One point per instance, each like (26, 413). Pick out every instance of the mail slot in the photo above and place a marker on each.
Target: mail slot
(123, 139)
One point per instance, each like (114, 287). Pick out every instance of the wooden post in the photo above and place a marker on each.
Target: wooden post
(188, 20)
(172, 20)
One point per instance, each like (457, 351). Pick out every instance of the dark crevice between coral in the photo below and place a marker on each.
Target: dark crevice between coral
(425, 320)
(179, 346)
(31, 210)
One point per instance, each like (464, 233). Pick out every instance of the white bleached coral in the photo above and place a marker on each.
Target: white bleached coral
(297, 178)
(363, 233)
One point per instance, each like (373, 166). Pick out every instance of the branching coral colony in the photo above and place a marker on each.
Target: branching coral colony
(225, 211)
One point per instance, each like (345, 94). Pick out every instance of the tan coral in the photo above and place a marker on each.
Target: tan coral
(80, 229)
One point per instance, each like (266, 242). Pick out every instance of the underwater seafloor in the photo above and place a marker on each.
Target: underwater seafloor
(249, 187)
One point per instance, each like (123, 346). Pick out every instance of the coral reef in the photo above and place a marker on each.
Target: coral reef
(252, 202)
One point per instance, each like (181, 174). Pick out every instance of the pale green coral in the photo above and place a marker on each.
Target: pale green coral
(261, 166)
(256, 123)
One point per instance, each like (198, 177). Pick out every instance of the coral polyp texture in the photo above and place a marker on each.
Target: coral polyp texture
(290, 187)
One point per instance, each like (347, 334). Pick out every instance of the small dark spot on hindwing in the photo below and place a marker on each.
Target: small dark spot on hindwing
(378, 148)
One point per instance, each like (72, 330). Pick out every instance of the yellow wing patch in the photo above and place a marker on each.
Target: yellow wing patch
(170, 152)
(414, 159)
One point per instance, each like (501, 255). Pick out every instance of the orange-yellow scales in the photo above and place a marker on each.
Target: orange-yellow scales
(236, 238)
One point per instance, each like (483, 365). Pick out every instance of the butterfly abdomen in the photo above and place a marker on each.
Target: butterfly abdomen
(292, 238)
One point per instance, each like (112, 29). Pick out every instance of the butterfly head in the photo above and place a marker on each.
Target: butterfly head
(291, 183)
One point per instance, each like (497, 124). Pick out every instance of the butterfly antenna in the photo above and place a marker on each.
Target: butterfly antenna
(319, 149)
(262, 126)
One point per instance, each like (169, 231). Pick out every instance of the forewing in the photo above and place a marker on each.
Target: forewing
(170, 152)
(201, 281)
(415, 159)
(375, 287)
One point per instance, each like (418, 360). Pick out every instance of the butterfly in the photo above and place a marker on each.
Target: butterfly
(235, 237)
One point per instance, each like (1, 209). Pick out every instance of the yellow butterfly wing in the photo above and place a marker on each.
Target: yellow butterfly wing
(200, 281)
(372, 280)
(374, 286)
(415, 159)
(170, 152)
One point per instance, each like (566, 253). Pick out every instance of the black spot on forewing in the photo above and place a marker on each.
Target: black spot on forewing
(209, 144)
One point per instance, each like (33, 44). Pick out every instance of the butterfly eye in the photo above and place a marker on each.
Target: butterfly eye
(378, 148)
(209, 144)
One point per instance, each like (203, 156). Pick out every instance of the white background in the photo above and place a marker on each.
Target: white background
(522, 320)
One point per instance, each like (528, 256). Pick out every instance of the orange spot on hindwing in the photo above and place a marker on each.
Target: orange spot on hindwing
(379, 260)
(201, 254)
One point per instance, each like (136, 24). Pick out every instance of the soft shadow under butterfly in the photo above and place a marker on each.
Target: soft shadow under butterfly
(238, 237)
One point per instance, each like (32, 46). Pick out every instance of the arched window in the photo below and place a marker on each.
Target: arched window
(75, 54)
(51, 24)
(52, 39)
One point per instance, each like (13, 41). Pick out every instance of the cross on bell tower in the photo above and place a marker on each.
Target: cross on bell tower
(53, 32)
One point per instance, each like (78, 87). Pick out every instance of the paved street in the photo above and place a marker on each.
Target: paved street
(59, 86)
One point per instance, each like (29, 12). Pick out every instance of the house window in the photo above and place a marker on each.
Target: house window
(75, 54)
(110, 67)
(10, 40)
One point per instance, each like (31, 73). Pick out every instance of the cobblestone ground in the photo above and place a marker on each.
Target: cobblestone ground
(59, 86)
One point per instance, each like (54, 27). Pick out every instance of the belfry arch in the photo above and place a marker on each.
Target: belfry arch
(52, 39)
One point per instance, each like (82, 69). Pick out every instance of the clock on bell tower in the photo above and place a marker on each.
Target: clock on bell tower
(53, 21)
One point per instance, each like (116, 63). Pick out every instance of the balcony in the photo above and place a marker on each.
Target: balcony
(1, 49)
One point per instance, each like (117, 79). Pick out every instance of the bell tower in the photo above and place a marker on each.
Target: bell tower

····················

Requirement: Copy each line exactly, from the line containing "One point per instance, each like (31, 73)." down to the last line of the material, and no other lines.

Final result:
One point per instance, each like (31, 73). Pick out every instance of the cobblestone ground in the photo above and place a marker on each.
Target: cobblestone ground
(59, 86)
One point per instance, each like (54, 27). Pick out every instance of the belfry arch in the photo above and place a marker on each.
Target: belfry arch
(52, 39)
One point per instance, each like (82, 69). Pick out every instance of the clock on bell tower in the photo above and place a marker on each.
Target: clock on bell tower
(53, 21)
One point per instance, each like (116, 63). Pick out every instance of the balcony in the photo above and place a marker on each.
Target: balcony
(1, 49)
One point per instance, each like (117, 79). Pick out every instance of the bell tower in the photo above and place a marker on each.
Target: bell tower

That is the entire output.